(Objective): Carry on the article below about bias in artificial intelligence, picking up after its final sentence with two or three more paragraphs in the same tone.

(Excerpt):
By Ana Moliner — June 19, 2018

We must be more careful in selecting the people who design and train automated learning systems because artificial intelligence will reflect the values of its creators.

When we browse through our favorite social media sites, decide what to watch on Netflix or do a Google search for something, we are allowing ourselves to be guided by an algorithm, a set of rules that determine, among other potential parameters, what content could interest us the most and what information best fits our lifestyle and preferences.

In order for the results to match our interests as much as possible, algorithms are fed enormous amounts of information from which they establish relationship nodes and find patterns. Frequently, the data used to feed an algorithm is selected by humans beforehand. The problem lies in the fact that sometimes the decision on what information should be included or excluded can be biased in terms of race or gender. “Algorithms are automated and simplified versions of the bureaucratic human process they have replaced. They are trained using the historical data produced by the original process,” explains Cathy O’Neill, a mathematician and author of Weapons of Math Destruction (Capitán Swing 2016), “which this means that if the process was systematically biased towards a certain group, then the same will usually apply to the resulting algorithm.”

“This is fundamentally a data issue. Algorithms learn by being fed certain images that are often selected by engineers, and the system builds a model of the world based on those images. A system that has been trained primarily using photos of white people will struggle to recognize non-white faces,” explains Kate Crawford, who specializes in the social implications of artificial intelligence. This statement can be confirmed with a simple exercise: ask a search engine to display “baby” images and most of the results will be white or Western babies.

(Data):
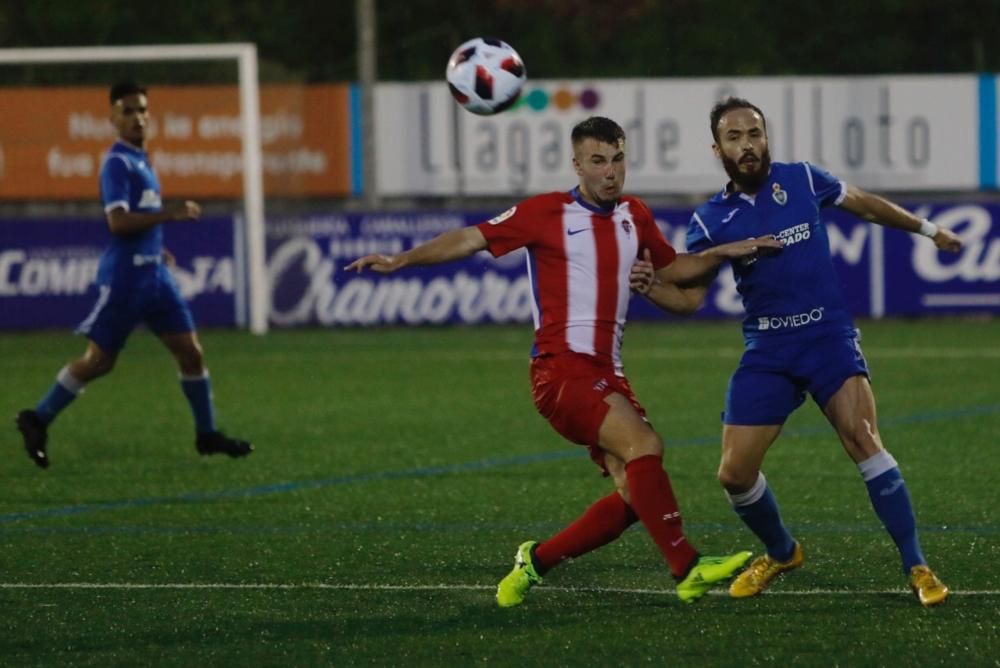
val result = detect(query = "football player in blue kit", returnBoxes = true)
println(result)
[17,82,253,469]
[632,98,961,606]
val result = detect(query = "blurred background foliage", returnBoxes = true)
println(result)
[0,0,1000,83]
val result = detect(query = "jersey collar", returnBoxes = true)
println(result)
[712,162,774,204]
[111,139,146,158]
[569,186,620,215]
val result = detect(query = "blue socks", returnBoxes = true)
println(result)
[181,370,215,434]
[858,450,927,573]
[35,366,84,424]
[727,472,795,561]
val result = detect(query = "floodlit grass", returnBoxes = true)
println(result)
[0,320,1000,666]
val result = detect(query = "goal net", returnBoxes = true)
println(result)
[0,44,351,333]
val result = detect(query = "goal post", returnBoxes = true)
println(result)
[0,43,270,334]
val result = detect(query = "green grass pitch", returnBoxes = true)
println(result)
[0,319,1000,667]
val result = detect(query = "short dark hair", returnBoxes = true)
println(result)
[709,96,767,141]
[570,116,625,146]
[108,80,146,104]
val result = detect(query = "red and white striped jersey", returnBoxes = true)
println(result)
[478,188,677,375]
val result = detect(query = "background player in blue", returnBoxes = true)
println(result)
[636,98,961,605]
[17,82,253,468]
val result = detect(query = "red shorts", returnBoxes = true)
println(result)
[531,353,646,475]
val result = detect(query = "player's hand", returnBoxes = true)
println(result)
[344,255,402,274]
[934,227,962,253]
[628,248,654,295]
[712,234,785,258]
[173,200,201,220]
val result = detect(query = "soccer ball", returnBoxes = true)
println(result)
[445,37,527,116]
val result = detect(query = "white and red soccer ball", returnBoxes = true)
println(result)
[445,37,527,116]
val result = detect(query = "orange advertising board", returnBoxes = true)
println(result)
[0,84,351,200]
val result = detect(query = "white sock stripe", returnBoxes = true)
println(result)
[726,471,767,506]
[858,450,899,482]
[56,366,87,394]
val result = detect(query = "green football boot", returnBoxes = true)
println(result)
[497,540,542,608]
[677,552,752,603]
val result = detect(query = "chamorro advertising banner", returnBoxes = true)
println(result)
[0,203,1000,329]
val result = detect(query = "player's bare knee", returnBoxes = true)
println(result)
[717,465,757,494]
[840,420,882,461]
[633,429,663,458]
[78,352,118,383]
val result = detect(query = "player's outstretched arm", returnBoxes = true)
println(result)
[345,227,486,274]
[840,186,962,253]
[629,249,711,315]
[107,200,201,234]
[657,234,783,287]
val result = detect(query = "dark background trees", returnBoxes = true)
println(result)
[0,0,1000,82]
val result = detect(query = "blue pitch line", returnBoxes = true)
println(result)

(Written answer):
A professor at University of Virginia detected a pattern in certain conjectures made by the image recognition software he was creating because “when he saw a photo of a kitchen, it was frequently associated with women as opposed to men.” Based on this observation, he wondered whether he had been feeding biased information to the algorithm, so he analyzed the image tags and realized that the photo banks he worked with showed a clear discrimination in how certain activities were represented. Images of shopping or cleaning were linked to women while actions such as exercising or shooting were tied to men. The problem worsened when the team realized that the automated learning program they had trained not only reflected those biases, but that it amplified them, thereby reinforcing the associations.

However, biases in machine learning and in the results displayed to users occur in more than just images. According to a Princeton University study, when artificial intelligence assimilates a new language, it also learns the discrimination that is present in that language, which means that it ultimately absorbs (and copies) certain stereotypes. The work of Aylin Caliskan, study’s first author, is based on the idea that certain characteristics in the meaning of words can be due to how they are arranged within the context. The researchers developed a software that was fed two million words to see how it made associations. The results were similar to those of the University of Virginia: the machine linked women’s names with household tasks and men’s names with words related to professional careers.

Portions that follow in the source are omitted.